- Theatrical poster
- Directed by: Lino Brocka
- Written by: Raquel Villavicencio
- Produced by: Lily Monteverde
- Starring: Ruffa Gutierrez; Christopher de Leon; Gabby Concepcion;
- Cinematography: Clodualdo Austria
- Edited by: George Jarlego Jr.
- Music by: Lutgardo Labad
- Production company: Regal Films
- Distributed by: Regal Films
- Release date: July 24, 1991;
- Running time: 113 minutes
- Country: Philippines
- Language: Filipino

= Makiusap Ka sa Diyos =

1991 Filipino film directed by Lino Brocka

Makiusap Ka sa Diyos (lit. Plea to God) is a 1991 Filipino drama film directed by Lino Brocka, in his final film directorial effort before he was killed in a car crash, from a story and screenplay written by Raquel Villavicencio. The film stars Ruffa Gutierrez, Christopher de Leon and Gabby Concepcion.

Produced and distributed by Regal Films, the film was theatrically released on July 24, 1991, and was praised by critics and award-giving organizations but failed at the box office run.

== Plot ==
Dolores Aaron (Gutierrez), who came from a prominent family, is a young novice and is about to take her perpetual vows. She becomes pregnant, gives birth, and is punished by her cruel superiors. She then meets Vince (de Leon) and marries him but later discovers that Vince was the one who raped her.

» SUPPLIED MATERIAL
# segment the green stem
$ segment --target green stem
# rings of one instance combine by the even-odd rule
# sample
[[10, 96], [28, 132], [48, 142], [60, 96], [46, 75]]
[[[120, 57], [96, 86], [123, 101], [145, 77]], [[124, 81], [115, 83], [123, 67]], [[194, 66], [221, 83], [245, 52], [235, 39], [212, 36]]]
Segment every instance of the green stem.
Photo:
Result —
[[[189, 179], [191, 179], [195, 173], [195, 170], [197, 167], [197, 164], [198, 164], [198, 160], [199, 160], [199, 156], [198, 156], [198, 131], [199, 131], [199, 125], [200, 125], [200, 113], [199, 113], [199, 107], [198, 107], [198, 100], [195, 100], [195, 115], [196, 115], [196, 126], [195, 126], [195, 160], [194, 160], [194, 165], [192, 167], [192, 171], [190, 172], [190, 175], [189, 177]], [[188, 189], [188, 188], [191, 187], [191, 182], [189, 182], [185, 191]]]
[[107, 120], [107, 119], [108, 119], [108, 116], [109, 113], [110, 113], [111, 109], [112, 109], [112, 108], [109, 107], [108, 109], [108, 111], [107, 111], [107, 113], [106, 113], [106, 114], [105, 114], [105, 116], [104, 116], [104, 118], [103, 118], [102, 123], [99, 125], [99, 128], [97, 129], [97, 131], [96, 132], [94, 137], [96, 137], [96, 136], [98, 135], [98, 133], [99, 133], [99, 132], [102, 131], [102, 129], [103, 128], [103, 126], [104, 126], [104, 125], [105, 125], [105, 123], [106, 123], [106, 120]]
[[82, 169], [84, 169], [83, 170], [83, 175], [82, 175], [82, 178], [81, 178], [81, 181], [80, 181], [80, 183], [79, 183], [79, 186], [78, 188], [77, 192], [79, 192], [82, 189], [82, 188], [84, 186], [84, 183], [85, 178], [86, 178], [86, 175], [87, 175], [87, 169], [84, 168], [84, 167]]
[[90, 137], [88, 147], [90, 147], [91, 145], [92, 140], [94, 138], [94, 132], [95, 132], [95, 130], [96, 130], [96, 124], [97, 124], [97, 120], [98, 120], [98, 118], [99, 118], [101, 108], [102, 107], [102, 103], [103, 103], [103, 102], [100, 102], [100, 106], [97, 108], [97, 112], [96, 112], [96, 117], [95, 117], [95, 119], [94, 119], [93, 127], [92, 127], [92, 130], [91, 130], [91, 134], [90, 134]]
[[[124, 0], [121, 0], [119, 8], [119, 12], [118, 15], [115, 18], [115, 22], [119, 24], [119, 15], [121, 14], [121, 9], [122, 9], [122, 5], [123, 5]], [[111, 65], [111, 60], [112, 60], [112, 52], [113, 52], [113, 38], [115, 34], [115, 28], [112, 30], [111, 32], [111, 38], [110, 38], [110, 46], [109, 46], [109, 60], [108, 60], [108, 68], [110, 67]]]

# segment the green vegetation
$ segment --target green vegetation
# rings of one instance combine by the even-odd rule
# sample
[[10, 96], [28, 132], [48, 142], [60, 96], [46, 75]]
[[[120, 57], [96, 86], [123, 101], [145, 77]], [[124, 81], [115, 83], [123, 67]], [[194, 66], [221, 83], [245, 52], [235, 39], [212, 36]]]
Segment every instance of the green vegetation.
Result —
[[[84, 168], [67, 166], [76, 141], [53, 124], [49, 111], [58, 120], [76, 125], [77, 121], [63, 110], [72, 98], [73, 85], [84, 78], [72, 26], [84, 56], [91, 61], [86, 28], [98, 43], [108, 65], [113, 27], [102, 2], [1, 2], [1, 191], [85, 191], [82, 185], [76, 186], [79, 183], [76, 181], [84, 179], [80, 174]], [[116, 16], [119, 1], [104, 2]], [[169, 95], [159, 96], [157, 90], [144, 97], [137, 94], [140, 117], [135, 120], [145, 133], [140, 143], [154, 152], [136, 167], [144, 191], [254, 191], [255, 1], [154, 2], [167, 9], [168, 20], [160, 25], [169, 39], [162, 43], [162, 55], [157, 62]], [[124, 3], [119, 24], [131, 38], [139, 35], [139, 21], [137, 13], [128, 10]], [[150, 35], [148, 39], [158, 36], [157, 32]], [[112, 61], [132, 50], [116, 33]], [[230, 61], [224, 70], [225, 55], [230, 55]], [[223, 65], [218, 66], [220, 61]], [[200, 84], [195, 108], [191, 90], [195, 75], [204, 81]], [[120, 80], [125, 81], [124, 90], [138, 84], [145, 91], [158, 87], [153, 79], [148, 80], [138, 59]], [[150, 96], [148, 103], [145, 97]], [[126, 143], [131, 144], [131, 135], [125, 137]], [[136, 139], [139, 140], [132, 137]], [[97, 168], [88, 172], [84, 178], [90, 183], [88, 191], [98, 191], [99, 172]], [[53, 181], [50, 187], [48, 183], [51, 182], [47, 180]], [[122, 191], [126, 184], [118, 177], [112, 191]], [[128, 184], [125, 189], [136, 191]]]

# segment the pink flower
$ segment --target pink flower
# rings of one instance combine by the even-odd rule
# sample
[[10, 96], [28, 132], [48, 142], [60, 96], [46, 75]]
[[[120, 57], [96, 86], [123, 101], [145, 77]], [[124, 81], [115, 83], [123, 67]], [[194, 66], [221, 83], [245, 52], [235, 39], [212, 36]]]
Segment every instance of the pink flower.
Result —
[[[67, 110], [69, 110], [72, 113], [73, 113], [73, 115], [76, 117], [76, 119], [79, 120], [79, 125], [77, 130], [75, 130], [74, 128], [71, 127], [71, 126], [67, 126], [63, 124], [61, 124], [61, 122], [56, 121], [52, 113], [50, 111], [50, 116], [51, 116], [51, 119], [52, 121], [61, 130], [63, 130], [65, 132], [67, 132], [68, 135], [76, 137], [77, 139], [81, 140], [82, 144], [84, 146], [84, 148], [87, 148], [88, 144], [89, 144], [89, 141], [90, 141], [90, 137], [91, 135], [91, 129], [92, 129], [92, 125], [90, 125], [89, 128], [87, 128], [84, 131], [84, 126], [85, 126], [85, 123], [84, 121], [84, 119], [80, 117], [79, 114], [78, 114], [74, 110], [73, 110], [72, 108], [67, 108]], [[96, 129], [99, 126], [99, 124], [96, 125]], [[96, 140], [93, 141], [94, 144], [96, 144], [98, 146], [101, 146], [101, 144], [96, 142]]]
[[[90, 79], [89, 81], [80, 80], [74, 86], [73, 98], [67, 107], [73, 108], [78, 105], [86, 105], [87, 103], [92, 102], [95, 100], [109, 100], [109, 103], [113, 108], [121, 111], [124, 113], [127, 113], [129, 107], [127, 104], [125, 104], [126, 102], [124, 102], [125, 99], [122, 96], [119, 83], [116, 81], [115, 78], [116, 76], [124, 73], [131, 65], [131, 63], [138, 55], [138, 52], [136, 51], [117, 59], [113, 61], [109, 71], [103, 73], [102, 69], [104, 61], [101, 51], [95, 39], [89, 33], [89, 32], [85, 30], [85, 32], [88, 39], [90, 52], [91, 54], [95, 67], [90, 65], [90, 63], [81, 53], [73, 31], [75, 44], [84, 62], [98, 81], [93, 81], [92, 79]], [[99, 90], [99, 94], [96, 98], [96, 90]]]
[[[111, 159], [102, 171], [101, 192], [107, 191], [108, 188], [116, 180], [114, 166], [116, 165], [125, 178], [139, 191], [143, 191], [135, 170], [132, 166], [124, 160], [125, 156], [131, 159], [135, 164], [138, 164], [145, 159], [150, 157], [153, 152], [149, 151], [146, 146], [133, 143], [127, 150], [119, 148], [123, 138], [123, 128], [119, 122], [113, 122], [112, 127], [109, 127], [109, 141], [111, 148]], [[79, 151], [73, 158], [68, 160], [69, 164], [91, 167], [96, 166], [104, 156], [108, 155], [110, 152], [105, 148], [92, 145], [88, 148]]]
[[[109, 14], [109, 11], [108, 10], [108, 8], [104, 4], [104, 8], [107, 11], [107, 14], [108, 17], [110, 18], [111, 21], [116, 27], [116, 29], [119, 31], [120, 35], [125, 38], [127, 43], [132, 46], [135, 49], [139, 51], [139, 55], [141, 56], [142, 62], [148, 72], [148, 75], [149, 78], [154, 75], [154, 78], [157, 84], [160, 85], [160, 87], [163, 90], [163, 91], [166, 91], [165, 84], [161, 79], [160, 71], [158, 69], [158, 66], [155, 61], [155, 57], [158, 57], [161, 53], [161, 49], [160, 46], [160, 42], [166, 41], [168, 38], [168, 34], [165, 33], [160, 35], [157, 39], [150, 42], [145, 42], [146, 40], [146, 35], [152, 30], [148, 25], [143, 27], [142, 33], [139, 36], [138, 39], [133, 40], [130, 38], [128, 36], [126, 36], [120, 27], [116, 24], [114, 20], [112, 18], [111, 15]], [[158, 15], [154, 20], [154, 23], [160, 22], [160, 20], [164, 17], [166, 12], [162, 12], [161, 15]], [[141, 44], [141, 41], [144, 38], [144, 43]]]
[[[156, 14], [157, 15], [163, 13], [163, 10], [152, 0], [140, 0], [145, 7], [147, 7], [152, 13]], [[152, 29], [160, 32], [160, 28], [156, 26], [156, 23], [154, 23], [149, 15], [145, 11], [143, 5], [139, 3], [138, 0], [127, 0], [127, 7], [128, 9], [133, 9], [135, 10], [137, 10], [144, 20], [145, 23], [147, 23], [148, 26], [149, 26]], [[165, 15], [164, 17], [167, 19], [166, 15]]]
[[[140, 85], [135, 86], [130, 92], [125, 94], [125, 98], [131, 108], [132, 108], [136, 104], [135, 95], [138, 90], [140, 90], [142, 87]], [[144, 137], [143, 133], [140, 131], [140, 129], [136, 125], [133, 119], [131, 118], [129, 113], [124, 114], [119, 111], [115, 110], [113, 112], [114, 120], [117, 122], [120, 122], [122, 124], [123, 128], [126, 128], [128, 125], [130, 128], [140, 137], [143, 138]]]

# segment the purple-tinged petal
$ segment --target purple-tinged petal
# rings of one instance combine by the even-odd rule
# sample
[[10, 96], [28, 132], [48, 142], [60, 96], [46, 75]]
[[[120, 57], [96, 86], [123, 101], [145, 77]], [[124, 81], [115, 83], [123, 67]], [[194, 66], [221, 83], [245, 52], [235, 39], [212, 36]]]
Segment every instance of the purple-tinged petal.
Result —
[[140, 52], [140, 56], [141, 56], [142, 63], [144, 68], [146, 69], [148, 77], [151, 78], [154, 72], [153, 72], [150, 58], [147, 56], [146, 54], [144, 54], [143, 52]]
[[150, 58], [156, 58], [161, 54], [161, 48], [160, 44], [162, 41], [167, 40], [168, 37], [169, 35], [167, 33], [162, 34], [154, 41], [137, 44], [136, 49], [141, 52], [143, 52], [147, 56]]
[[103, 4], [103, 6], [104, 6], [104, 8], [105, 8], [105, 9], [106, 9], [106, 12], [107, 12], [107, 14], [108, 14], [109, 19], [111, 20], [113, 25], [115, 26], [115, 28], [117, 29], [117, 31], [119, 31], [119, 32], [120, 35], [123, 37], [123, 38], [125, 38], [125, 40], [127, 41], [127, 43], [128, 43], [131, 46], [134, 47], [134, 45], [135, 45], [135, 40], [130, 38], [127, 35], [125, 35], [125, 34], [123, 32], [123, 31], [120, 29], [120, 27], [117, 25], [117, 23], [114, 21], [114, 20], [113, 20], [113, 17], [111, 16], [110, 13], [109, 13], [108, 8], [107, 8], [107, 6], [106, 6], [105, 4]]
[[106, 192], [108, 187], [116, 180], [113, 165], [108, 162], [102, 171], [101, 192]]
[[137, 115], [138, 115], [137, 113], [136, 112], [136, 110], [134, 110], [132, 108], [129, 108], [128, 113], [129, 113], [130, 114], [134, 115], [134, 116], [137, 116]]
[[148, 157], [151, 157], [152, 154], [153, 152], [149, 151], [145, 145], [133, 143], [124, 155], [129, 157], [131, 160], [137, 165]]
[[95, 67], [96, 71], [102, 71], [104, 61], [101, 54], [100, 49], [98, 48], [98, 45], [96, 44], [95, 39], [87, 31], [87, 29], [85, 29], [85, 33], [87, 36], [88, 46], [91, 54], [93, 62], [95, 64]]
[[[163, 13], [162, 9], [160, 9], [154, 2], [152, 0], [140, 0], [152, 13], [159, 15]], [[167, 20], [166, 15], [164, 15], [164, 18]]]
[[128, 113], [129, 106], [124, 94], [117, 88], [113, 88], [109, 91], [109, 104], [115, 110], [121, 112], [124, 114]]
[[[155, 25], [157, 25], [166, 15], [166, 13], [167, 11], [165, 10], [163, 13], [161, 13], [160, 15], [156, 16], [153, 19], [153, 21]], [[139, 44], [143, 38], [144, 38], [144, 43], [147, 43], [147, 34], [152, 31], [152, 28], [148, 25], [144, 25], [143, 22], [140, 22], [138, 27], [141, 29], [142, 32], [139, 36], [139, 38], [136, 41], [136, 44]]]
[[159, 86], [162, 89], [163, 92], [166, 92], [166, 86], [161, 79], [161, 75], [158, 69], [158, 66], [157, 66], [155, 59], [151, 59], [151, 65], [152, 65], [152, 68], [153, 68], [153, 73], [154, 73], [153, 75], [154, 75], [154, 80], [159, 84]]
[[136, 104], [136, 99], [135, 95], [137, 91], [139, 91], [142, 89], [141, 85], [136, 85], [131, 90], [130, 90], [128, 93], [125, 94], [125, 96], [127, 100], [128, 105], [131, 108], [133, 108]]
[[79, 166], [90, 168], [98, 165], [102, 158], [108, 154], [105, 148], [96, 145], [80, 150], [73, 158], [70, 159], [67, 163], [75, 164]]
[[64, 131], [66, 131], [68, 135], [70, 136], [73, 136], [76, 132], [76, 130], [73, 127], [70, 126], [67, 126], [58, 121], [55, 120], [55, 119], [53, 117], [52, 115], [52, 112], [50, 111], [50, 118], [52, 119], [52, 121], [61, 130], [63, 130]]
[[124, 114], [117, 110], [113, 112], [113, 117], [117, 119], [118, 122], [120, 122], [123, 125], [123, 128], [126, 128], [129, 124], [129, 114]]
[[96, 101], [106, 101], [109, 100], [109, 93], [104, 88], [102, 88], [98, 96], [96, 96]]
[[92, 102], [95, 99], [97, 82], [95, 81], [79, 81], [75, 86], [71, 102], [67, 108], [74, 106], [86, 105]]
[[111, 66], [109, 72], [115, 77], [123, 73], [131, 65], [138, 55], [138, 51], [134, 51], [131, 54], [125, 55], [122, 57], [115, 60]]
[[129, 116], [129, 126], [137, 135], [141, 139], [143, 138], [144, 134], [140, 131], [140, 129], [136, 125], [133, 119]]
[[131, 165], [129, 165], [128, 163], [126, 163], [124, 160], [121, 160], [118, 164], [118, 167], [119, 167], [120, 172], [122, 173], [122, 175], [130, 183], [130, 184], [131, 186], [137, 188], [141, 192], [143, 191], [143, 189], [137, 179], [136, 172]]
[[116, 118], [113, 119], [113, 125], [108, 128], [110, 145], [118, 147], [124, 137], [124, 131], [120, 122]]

» WRITTEN PROBLEM A
Answer these from the film article:
(i) Who edited the film?
(ii) What is the film's running time?
(iii) What vows is Dolores Aaron about to take?
» WRITTEN PROBLEM B
Transcribe the stretch of the film article from "Produced and distributed" through "who raped her.".

» EXPECTED OUTPUT A
(i) George Jarlego Jr.
(ii) 113 minutes
(iii) Her perpetual vows

» EXPECTED OUTPUT B
Produced and distributed by Regal Films, the film was theatrically released on July 24, 1991, and was praised by critics and award-giving organizations but failed at the box office run.

== Plot ==
Dolores Aaron (Gutierrez), who came from a prominent family, is a young novice and is about to take her perpetual vows. She becomes pregnant, gives birth, and is punished by her cruel superiors. She then meets Vince (de Leon) and marries him but later discovers that Vince was the one who raped her.